Object position labeling entries

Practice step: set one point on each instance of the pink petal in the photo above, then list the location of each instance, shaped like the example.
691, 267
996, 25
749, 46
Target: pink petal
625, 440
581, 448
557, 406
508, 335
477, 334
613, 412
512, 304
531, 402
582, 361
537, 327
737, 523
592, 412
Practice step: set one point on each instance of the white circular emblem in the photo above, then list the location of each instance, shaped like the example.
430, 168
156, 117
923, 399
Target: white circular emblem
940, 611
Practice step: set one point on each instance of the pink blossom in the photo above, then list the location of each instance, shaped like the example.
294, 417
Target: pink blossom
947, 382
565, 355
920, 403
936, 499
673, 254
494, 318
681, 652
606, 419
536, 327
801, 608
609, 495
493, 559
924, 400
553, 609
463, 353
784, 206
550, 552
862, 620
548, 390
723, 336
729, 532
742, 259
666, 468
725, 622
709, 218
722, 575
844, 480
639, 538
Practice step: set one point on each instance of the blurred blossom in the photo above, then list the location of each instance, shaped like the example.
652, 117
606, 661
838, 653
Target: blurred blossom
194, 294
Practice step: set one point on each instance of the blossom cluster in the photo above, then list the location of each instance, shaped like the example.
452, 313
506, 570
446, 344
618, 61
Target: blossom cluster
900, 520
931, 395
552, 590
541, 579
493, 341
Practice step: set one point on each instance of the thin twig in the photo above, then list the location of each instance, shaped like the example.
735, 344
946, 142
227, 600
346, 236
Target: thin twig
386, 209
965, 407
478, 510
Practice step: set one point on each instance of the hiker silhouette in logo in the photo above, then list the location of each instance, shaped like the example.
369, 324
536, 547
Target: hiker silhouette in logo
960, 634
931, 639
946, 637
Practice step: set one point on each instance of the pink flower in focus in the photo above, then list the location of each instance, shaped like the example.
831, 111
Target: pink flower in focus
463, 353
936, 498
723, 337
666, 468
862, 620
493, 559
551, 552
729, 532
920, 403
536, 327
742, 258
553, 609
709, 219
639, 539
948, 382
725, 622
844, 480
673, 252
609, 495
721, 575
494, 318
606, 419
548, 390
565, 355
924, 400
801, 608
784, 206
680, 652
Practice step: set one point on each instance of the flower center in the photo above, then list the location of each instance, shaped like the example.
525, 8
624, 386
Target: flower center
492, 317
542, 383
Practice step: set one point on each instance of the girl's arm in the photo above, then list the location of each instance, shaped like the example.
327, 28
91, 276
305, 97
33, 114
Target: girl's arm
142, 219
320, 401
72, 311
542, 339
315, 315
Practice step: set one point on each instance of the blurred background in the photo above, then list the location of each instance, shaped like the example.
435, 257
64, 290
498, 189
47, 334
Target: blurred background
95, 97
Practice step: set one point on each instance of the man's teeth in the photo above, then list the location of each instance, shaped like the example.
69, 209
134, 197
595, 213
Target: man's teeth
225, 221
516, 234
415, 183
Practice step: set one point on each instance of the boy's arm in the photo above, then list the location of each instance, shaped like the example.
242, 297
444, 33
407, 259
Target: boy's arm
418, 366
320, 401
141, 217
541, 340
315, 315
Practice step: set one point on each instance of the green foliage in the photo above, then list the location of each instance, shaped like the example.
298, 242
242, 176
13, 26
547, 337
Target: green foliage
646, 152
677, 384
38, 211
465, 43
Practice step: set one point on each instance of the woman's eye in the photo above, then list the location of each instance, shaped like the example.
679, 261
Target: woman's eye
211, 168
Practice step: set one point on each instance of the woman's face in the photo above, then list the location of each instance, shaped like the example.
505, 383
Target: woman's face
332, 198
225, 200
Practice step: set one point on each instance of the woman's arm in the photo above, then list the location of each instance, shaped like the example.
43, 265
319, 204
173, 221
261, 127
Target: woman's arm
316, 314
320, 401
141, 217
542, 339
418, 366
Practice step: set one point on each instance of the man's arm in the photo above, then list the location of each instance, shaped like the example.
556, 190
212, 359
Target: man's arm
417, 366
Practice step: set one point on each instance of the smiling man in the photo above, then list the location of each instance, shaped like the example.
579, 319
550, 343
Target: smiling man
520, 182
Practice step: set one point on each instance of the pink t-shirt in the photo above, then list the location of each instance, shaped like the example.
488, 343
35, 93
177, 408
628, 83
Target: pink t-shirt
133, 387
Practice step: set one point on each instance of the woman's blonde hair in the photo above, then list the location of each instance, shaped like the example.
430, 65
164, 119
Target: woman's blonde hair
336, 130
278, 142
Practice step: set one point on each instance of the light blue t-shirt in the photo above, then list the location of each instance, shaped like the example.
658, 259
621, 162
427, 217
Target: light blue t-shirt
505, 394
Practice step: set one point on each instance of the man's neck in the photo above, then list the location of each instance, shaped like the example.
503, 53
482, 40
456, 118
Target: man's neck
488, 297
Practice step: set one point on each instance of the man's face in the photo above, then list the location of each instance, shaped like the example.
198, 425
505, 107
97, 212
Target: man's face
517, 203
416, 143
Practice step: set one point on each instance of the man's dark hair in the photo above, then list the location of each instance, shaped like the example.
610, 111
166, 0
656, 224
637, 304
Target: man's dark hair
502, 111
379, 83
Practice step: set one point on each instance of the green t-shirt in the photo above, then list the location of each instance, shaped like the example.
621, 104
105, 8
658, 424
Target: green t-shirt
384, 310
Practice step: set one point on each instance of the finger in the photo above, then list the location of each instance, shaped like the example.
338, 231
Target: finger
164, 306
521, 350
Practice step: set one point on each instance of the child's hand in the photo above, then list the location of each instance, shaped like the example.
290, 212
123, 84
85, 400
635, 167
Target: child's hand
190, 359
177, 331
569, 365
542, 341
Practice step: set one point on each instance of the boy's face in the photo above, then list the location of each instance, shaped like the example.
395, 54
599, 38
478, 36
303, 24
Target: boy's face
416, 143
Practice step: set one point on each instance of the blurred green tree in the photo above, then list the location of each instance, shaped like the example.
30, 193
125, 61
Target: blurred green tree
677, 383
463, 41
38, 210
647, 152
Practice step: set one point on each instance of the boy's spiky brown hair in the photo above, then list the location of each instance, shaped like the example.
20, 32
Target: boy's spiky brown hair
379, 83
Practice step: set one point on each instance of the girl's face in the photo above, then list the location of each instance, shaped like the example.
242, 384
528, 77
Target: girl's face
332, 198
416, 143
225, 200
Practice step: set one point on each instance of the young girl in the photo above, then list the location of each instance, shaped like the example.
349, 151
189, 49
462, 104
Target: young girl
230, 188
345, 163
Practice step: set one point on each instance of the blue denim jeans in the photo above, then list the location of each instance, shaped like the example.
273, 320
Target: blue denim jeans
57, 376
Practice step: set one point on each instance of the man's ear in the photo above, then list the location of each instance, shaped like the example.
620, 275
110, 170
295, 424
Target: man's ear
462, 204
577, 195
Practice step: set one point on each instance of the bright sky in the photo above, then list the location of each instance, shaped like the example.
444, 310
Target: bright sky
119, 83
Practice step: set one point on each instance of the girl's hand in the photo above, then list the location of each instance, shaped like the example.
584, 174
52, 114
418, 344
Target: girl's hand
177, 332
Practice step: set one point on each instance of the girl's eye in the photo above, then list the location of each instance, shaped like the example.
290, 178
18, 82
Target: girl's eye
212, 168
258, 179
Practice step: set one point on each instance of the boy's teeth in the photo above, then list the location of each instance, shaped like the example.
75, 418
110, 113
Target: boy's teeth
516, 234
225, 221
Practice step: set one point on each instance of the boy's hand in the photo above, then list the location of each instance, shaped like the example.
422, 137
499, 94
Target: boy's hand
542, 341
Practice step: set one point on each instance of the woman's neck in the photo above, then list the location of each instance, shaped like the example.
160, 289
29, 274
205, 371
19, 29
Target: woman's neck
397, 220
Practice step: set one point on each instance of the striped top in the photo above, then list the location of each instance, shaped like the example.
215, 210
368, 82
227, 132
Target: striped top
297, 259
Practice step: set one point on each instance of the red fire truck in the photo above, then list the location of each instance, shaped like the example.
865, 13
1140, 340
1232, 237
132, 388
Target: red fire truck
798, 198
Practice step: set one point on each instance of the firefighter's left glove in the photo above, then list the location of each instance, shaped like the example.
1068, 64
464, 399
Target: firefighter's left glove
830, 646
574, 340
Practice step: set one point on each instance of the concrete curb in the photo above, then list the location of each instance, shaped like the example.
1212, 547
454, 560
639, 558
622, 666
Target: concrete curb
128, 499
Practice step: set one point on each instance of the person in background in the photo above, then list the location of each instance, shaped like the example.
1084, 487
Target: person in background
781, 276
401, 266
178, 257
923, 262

Request: Set down, unchanged, the line that contains "of the firefighter's" together with every later line in the records, through the last one.

Complete output:
Practice step: set one point on each instance of the firefighter's left glove in the photo above, then list the location of each instance, shaped like the example.
1068, 64
464, 399
Target: firefighter's left glove
830, 646
574, 340
Practice step: set one point on each instance of the concrete curb in the photo above, then list the location of each instance, shaped like the example.
1212, 547
454, 560
639, 558
622, 666
Target: concrete curb
128, 499
Practice step: set one point on each instance of the person in background in the photo above, then list the location of each instance, shaped like the example.
1084, 487
Target: person in background
781, 276
401, 266
178, 257
923, 262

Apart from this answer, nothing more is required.